* _TASK GOAL_:
The listing below contains a span that opens with the line containing "Target: bird's tail" and closes with the line containing "Target: rough stone texture". Return that span exactly.

* _INPUT RECORDS_:
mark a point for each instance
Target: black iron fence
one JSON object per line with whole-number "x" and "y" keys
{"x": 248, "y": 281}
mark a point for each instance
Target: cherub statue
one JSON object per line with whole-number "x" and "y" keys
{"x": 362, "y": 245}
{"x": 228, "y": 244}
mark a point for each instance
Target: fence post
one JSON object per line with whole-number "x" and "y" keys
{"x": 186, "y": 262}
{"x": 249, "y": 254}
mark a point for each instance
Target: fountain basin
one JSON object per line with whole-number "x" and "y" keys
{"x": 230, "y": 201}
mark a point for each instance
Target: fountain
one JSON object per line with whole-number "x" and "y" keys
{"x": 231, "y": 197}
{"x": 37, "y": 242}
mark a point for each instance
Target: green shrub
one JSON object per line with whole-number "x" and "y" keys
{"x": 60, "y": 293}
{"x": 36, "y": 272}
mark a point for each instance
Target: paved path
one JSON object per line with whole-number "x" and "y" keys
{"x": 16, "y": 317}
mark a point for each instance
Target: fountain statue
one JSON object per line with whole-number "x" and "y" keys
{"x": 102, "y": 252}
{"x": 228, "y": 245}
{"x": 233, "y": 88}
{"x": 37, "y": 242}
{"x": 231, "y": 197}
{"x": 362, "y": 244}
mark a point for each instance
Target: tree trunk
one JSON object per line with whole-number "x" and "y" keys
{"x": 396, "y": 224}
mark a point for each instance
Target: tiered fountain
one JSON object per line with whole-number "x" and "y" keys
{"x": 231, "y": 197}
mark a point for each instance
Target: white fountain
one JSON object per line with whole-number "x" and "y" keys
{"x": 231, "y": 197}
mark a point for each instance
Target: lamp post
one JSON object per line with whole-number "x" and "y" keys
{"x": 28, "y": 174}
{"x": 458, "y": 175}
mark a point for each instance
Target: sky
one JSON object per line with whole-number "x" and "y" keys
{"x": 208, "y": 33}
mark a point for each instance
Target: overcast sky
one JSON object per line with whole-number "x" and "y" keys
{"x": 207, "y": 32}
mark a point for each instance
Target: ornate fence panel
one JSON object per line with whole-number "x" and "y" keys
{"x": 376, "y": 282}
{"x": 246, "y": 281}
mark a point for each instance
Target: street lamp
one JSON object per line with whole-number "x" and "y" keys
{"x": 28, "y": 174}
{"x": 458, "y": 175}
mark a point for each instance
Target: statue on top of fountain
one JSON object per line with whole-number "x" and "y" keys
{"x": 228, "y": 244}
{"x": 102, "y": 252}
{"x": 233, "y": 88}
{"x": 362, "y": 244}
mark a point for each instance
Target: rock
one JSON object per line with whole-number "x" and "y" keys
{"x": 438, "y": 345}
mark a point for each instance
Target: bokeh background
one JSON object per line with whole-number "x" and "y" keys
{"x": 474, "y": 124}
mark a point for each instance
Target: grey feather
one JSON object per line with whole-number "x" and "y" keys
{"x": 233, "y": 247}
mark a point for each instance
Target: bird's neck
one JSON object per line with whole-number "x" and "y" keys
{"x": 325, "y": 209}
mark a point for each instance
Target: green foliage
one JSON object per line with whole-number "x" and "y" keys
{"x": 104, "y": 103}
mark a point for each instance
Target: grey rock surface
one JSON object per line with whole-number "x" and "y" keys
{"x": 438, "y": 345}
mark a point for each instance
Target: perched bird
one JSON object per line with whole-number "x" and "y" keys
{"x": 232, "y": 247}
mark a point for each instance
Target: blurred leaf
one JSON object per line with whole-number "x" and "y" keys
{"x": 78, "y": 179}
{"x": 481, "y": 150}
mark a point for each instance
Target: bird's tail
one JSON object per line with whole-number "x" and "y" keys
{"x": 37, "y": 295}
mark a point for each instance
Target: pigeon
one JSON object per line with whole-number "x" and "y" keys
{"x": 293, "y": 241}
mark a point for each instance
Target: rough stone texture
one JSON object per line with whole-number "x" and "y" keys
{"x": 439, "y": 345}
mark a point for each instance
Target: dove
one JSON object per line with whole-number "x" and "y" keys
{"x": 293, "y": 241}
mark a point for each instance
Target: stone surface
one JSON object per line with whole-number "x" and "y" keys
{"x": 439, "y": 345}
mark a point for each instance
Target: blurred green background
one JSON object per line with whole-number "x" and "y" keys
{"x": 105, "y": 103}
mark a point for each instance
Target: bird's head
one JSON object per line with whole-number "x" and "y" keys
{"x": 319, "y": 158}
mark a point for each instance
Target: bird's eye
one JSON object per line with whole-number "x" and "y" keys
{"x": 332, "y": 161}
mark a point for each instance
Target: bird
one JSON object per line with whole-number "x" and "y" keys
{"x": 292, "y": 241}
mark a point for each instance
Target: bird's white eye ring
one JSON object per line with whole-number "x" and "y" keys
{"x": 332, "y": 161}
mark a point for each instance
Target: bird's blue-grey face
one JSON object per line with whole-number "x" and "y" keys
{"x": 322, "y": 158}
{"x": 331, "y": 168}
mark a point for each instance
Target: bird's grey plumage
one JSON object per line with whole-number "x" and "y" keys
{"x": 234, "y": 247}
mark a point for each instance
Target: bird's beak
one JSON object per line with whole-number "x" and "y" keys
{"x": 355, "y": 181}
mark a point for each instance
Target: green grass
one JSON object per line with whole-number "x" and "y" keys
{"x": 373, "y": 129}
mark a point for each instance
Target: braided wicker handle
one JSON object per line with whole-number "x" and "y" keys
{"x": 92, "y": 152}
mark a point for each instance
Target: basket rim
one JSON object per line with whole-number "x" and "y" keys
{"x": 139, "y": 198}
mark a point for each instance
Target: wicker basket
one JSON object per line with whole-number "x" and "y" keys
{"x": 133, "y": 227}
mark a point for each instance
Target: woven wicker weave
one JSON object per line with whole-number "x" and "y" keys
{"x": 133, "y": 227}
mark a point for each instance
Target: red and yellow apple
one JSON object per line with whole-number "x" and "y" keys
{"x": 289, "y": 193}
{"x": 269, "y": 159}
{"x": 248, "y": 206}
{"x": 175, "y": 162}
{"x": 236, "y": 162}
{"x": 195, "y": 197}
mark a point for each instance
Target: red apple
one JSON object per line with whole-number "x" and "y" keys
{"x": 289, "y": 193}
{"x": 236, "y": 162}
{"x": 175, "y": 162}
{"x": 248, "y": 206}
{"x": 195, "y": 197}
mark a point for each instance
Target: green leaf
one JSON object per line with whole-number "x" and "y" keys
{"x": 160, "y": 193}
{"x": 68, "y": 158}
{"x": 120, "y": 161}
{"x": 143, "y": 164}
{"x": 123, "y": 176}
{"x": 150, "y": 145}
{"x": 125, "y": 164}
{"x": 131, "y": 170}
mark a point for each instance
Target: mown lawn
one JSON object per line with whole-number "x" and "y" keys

* _REPLY TO THE TASK_:
Target: bird's tail
one JSON object per line with whole-number "x" and "y" keys
{"x": 37, "y": 295}
mark a point for each instance
Target: pigeon
one JSON object per line with whole-number "x" and "y" keys
{"x": 293, "y": 241}
mark a point for each instance
Target: rough stone texture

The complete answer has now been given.